• _Instructions for the task_
Please quote exactly the lines below from the line containing "of the landing" to the line containing "of the airport", both lines included, and nothing else.
################
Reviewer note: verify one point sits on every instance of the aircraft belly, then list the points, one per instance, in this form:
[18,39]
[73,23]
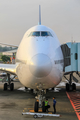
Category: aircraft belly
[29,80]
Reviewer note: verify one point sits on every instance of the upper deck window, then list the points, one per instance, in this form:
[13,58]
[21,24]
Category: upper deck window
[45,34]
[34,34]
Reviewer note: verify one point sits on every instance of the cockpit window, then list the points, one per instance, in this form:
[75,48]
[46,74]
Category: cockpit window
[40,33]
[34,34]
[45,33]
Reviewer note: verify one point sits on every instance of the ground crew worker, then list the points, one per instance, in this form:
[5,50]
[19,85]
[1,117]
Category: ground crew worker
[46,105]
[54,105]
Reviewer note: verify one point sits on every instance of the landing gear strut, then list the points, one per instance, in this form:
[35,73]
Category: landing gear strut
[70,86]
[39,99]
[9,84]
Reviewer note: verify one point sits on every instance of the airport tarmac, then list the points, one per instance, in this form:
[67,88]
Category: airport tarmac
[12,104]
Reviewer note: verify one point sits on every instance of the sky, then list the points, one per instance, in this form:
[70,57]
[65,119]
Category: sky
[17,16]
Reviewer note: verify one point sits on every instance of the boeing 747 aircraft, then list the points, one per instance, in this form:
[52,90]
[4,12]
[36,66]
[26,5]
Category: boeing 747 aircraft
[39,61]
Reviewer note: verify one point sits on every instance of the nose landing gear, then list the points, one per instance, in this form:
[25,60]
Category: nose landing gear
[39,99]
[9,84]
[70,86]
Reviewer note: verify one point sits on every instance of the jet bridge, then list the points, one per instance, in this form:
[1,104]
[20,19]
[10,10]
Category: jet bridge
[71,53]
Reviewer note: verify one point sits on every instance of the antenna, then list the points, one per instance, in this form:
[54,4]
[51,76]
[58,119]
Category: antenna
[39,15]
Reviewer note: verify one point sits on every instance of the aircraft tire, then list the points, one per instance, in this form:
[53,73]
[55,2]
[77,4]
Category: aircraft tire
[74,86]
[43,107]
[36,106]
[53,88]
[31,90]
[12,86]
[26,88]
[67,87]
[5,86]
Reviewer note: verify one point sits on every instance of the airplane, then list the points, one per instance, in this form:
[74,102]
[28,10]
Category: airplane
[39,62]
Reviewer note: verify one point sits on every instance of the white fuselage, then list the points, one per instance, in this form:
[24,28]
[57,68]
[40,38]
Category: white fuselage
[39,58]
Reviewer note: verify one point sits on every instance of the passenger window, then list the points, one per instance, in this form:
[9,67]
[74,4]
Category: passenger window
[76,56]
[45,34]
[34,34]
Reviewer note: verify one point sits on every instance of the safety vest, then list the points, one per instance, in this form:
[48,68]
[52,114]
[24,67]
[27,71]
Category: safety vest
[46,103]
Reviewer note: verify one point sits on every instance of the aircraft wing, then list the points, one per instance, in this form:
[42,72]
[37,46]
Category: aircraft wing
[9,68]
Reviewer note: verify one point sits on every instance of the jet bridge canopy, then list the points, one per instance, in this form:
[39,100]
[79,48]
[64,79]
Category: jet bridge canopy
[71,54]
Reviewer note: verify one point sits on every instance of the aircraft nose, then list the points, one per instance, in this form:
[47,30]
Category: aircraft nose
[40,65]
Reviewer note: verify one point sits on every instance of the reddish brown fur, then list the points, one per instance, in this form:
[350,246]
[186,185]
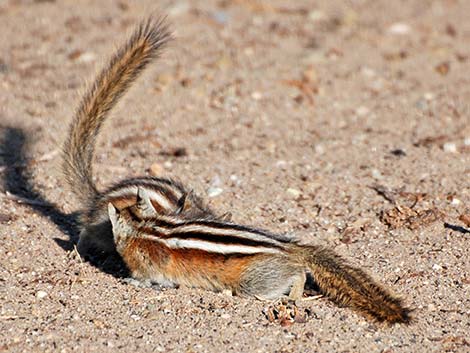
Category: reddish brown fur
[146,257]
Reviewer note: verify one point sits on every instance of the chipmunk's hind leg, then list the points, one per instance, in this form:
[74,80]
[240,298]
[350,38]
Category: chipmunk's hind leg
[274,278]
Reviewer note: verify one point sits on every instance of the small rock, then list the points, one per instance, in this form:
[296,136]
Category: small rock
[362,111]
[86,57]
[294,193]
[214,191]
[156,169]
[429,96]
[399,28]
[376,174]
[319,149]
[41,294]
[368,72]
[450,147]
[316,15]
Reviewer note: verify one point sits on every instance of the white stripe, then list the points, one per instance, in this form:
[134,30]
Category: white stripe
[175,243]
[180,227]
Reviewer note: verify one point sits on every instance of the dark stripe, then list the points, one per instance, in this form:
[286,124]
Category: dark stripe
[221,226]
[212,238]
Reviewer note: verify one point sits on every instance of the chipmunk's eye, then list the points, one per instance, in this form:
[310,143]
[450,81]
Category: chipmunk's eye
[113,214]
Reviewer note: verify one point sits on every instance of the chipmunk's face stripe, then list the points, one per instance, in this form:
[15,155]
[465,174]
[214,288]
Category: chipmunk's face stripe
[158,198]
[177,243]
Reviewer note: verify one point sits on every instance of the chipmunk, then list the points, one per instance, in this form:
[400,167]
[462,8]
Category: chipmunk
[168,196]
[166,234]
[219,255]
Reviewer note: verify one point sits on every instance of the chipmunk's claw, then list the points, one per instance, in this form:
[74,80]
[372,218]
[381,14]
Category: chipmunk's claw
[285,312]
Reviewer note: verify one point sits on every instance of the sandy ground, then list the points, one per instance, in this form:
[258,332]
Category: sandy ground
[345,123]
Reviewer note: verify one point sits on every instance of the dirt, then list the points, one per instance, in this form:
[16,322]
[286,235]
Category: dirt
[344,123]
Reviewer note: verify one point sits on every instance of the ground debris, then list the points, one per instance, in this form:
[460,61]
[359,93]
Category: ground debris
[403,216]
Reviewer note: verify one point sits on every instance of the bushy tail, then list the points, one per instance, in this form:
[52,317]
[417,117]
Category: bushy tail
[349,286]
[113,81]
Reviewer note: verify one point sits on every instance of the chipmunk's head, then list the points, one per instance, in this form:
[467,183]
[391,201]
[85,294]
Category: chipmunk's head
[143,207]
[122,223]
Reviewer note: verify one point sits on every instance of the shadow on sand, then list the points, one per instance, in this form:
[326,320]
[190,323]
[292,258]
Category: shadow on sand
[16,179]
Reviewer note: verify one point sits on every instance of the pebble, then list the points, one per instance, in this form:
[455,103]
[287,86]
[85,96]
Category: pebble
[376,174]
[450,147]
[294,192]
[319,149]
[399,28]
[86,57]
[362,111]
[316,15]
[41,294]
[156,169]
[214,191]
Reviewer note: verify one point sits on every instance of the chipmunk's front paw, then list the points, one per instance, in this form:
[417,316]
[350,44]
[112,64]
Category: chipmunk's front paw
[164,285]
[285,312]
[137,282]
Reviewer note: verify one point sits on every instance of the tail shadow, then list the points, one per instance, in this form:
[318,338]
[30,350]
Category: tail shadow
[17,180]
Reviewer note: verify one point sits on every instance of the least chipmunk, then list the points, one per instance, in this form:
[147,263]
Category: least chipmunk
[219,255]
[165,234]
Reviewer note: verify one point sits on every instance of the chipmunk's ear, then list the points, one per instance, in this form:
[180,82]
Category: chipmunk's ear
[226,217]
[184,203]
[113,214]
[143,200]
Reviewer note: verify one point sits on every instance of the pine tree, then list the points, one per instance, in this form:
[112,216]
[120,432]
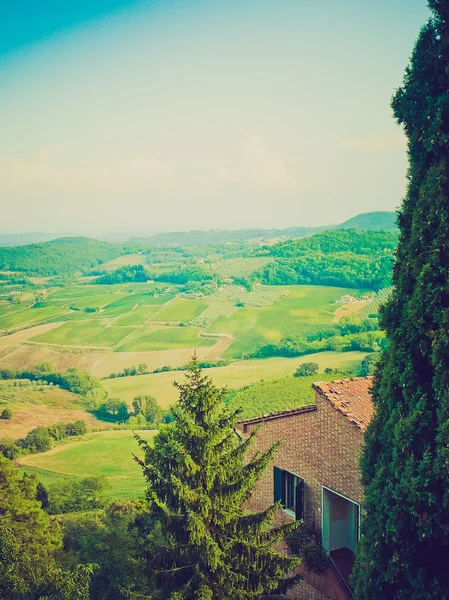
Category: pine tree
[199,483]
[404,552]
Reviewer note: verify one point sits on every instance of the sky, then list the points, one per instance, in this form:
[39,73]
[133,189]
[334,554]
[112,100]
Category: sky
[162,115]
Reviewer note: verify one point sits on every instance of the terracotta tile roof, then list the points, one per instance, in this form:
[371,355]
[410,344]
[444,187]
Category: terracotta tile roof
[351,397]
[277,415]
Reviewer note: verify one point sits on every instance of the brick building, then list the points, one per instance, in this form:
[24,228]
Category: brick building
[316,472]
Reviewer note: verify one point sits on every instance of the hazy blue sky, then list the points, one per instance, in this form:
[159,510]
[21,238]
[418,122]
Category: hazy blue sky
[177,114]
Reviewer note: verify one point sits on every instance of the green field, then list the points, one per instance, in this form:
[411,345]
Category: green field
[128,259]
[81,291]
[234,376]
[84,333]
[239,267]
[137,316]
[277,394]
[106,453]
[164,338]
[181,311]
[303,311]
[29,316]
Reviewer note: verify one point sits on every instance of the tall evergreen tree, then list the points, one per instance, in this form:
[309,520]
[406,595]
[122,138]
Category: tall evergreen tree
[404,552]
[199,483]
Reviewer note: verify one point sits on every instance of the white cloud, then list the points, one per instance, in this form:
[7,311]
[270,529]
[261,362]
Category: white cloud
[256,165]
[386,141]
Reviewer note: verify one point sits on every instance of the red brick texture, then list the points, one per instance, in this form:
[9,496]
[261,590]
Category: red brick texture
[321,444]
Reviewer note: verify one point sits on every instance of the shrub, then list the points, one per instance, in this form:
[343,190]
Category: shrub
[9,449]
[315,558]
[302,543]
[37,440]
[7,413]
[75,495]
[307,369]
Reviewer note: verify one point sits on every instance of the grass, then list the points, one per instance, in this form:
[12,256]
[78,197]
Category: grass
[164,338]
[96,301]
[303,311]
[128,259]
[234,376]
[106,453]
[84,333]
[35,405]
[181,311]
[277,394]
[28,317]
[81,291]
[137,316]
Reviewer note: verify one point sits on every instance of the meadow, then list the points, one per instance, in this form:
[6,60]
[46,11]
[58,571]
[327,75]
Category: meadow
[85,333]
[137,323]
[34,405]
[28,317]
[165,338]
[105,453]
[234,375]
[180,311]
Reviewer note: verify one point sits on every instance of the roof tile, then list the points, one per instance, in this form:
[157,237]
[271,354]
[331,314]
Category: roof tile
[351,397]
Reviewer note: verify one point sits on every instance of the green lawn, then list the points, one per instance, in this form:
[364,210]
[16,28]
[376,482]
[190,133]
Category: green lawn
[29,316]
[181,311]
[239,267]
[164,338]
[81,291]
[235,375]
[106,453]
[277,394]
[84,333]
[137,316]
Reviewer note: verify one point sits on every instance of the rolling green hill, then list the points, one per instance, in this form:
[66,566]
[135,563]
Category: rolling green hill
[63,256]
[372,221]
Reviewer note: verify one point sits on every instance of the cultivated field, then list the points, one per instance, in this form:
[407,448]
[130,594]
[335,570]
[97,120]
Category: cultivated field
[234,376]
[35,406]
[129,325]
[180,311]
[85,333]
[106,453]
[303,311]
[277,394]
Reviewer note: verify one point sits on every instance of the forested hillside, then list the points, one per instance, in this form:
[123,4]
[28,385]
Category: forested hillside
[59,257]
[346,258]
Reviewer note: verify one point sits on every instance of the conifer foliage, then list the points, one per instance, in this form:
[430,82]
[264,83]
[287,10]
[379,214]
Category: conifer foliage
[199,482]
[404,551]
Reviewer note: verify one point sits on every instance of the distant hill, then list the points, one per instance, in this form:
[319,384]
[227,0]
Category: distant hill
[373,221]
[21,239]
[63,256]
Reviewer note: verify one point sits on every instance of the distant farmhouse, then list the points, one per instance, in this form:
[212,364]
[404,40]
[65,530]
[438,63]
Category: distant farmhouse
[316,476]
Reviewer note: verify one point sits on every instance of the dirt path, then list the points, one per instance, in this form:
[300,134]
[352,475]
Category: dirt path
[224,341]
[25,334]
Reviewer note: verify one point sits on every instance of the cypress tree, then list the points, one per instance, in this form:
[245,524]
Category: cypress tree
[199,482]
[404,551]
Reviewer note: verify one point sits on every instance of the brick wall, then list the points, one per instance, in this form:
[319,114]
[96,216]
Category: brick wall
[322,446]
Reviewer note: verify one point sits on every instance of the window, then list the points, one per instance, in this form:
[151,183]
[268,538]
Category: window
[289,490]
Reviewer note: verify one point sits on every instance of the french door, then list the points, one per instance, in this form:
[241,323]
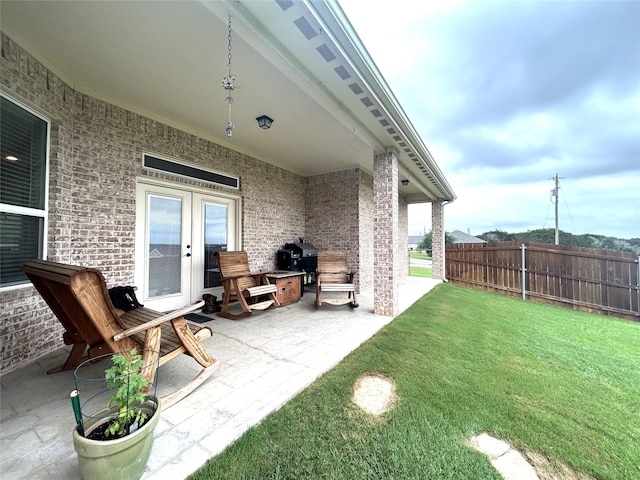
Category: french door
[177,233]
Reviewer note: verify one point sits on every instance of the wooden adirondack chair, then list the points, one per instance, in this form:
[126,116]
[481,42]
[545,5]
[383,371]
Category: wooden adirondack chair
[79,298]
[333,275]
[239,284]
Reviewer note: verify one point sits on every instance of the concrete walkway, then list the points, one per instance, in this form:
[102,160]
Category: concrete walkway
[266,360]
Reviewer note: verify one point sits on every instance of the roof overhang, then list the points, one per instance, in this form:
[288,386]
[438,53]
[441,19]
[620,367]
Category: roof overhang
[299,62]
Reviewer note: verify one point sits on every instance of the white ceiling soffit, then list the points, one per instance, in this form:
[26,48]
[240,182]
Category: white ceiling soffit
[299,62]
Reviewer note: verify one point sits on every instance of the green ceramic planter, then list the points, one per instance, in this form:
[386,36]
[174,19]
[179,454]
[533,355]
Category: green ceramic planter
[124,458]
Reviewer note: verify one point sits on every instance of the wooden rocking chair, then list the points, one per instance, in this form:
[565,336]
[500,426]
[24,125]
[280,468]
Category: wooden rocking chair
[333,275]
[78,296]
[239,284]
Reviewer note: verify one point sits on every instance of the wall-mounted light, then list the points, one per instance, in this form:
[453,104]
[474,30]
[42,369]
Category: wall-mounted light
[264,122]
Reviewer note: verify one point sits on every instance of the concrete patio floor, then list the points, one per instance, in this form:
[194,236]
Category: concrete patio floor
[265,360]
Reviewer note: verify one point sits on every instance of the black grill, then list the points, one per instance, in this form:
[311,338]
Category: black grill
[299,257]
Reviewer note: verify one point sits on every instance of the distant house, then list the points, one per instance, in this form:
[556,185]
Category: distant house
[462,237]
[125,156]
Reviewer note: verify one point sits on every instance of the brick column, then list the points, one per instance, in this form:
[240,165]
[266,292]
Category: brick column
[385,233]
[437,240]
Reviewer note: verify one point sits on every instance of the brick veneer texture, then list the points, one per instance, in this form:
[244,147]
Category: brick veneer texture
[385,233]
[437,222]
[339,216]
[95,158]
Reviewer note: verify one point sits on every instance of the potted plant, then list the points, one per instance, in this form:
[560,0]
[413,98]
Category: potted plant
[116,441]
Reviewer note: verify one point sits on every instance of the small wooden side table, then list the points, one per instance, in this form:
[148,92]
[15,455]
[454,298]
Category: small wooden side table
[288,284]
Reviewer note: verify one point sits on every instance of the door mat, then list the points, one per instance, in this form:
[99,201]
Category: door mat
################
• _Task answer_
Reviewer note: verify one point sits on every instance of the landing gear strut, then list the points, one per instance, in this form:
[35,73]
Category: landing gear strut
[70,86]
[39,99]
[9,84]
Reviewer note: verify one point sits on every instance of the airport tarmac, then list the points, one per instance, in this form:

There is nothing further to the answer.